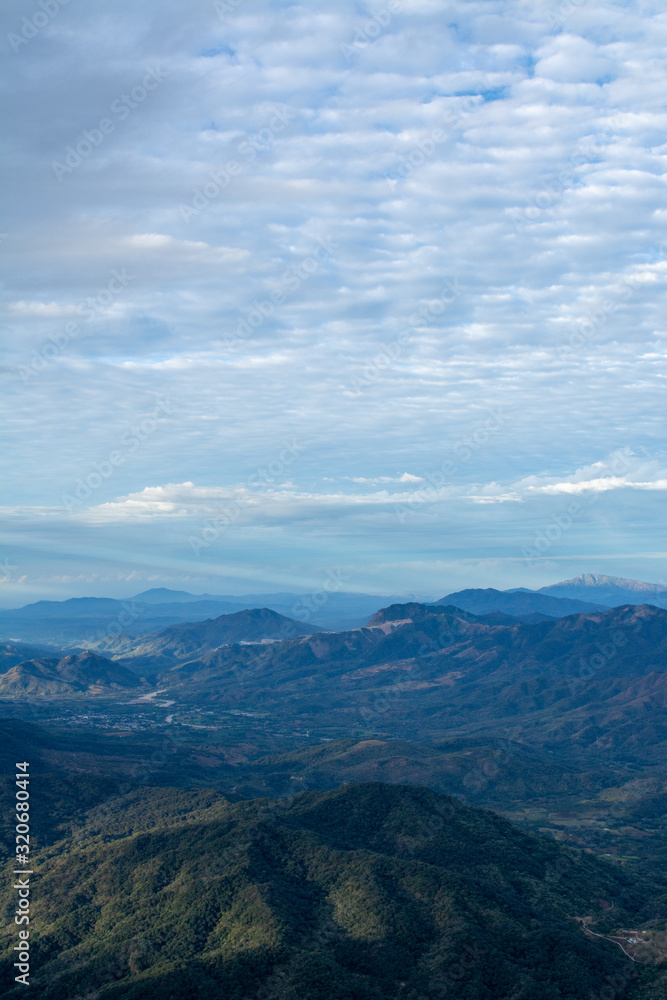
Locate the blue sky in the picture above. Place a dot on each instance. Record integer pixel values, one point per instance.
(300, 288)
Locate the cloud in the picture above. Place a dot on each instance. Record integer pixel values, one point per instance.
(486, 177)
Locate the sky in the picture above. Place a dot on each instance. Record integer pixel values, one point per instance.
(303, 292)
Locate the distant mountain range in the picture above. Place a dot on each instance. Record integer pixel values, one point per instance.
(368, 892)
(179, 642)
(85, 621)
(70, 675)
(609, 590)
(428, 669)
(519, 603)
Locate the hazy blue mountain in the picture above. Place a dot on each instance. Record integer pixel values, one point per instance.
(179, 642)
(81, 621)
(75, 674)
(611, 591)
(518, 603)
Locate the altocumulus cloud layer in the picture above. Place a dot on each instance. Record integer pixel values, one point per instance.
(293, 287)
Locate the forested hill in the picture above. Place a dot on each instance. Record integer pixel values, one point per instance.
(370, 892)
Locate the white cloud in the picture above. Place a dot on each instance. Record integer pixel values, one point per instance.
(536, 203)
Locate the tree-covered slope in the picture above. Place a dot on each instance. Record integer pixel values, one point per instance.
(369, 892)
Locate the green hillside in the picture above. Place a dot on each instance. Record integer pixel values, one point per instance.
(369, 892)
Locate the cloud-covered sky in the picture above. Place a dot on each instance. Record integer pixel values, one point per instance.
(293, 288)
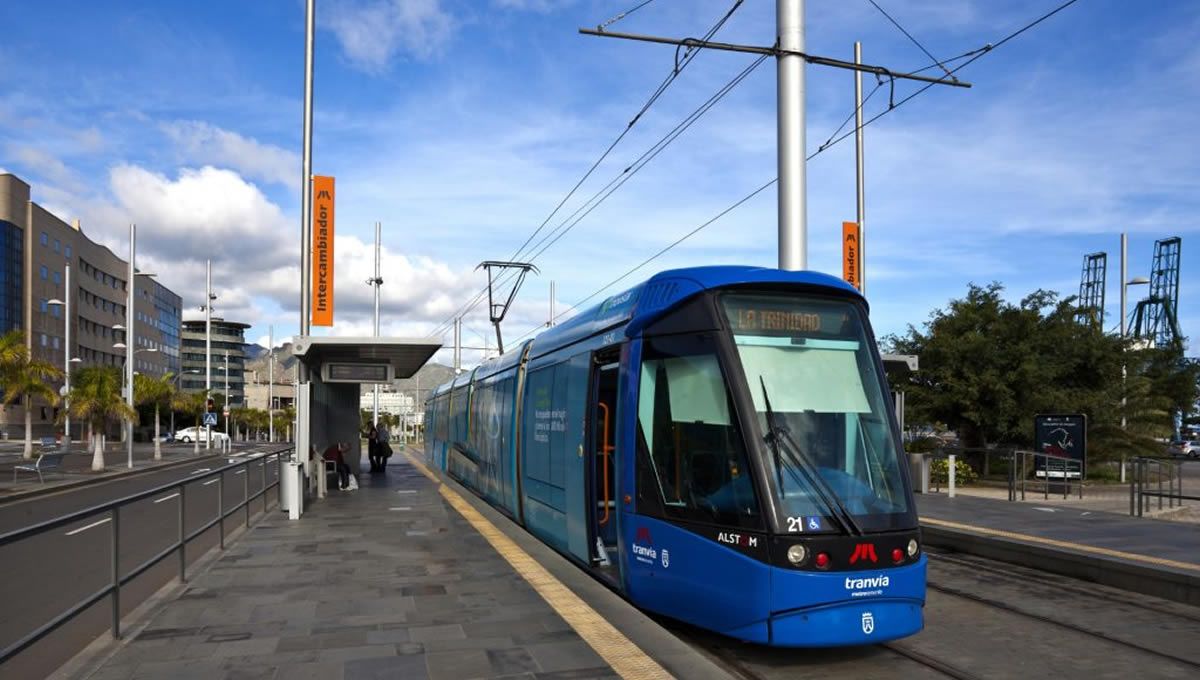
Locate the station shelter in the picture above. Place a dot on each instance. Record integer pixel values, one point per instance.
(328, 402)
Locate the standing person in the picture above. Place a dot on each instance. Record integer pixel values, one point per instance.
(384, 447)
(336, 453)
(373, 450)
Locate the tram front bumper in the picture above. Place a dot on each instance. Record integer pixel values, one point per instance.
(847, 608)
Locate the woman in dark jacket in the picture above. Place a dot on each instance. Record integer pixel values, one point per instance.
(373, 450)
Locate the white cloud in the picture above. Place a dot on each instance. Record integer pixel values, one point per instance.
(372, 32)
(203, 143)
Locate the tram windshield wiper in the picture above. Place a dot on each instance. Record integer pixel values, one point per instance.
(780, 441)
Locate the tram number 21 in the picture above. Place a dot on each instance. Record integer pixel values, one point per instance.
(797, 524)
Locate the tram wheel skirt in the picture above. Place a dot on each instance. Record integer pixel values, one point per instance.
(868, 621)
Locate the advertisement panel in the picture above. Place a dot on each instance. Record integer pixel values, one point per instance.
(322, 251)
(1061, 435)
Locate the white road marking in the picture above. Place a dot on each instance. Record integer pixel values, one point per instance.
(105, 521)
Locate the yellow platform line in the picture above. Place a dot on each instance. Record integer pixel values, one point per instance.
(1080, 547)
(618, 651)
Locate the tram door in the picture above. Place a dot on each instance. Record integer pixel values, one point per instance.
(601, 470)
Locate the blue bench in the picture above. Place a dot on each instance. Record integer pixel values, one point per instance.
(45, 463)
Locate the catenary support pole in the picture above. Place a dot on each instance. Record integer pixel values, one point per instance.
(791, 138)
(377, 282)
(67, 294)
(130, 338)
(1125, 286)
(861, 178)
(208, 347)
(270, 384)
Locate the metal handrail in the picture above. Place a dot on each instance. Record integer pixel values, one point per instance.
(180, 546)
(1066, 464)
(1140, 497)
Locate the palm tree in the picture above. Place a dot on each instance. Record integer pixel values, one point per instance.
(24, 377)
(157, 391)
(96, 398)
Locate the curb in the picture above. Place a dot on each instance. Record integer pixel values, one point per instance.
------------------------------------------------------------------------
=== Goal ===
Change "Place a dot on each instance" to "Mark each instance with a dot" in every row above and keep the rest of the wording intact. Please leave the pictures out of your copy.

=== Finished exercise ===
Locate the blue sky in the picture above. Mark each instance with a dot. Record integer pixel values, one point per instance.
(300, 288)
Locate the cloud in the picture above. Mark each instance with a dot. Record integer pixel values, one point per instance.
(486, 177)
Locate the sky in the picture above. Mark each instance with a dot. Record integer pixel values, one point per instance.
(303, 292)
Locate the distant mountain range in the picture above. Mark each instance with a dot. Record integer pixel values, one point per instance.
(368, 892)
(179, 642)
(85, 621)
(70, 675)
(609, 590)
(428, 669)
(519, 603)
Locate the hazy blue mountain in the picture above. Mark each instance with a dot. Record integer pixel values, one point per instance.
(179, 642)
(81, 621)
(75, 674)
(611, 591)
(518, 603)
Locate the altocumulus cloud layer in the picture above. Mark each instance with a dot. Record integer pixel values, one point per instance.
(293, 287)
Locate the forested hill in the picture above. Mark each instance with a dot. Record integer pixel values, one point per instance.
(370, 892)
Locate the white cloud in the picture above. Mark each instance with a dot. Record integer pixel values, one point per instance.
(536, 203)
Locate the tree-covered slope in the picture above. Mark each instance with a dot. Record integer pixel values, one point per instance.
(369, 892)
Locate the green hillside in the picture above. Mark each instance with a dot. Record integer pixel values, one point per instance.
(369, 892)
Locate the cloud-covered sky in the picture above. Mark each instance with a dot. Record integer pixel values, one point per instance.
(293, 288)
Locate the station shelter in the picture above. Mark each instance with a dot. Record integer pixel values, one point per instance.
(328, 402)
Locate the standing person in the picture above. Mark each instance with a dot. Record integer pixel values, one point per instance.
(384, 447)
(336, 453)
(373, 450)
Locate the tram front bumper in the picture above. Mark each instance with a dot. Record integer pixel values, one point per instance.
(847, 608)
Locate the woman in dark jacket in the picture above. Mark each instance with a dot. Record integer pixel values, one point per instance.
(373, 450)
Locate the white cloud in the picture above. Mark each instance with a dot. Record integer pixel values, one point per instance.
(372, 32)
(203, 143)
Locate the tram windshield wiper in the picture above. Mark each instance with a dot. Record integer pixel values, one point per instance.
(780, 441)
Locate the tram number 21 in the picture above. Mark each instance with a dot. Record integer pixel values, one point per instance.
(797, 524)
Locate the tram wheel skirt in the picture above. Mark each instance with a dot. Record integer pixel values, one point per instance.
(868, 621)
Locate the advertisement panel in the picture above. Mark each instance with a dot. Record integer pixel values, one point per instance.
(322, 251)
(1061, 435)
Locate the white road marking in the picture above. Mark each instance with a dot. Record integer pixel values, one point per instance.
(105, 521)
Locate the yellow platform line in the picture above. Mark each instance with a dot. Record integer pixel values, one point per instance.
(1080, 547)
(618, 651)
Locate the tram door in the picture above. Mark each instance with a dot. Record integer pixel values, one point per instance.
(601, 470)
Locate the blue bench in the picture above. Mark each instance with a dot. Record integer pixel values, one point per instance.
(45, 463)
Locate the catenary support pole in the picture above. Mark each instance with a dot. Record integer pixel values, one point per instance.
(791, 138)
(377, 282)
(67, 294)
(130, 338)
(1125, 286)
(861, 178)
(208, 347)
(270, 384)
Locate the metal handrail in the picture above. Mark each instance with a dot. Record integer pixel values, one point per instance.
(180, 546)
(1066, 464)
(1140, 497)
Locate the palm tree in the picture above. Mark each instance with a dot. Record integer pixel values, one point per instance.
(24, 377)
(157, 391)
(96, 398)
Locate the curb in the picture above. Mark each instance with a dot. Record integer pixel values, one point per instance.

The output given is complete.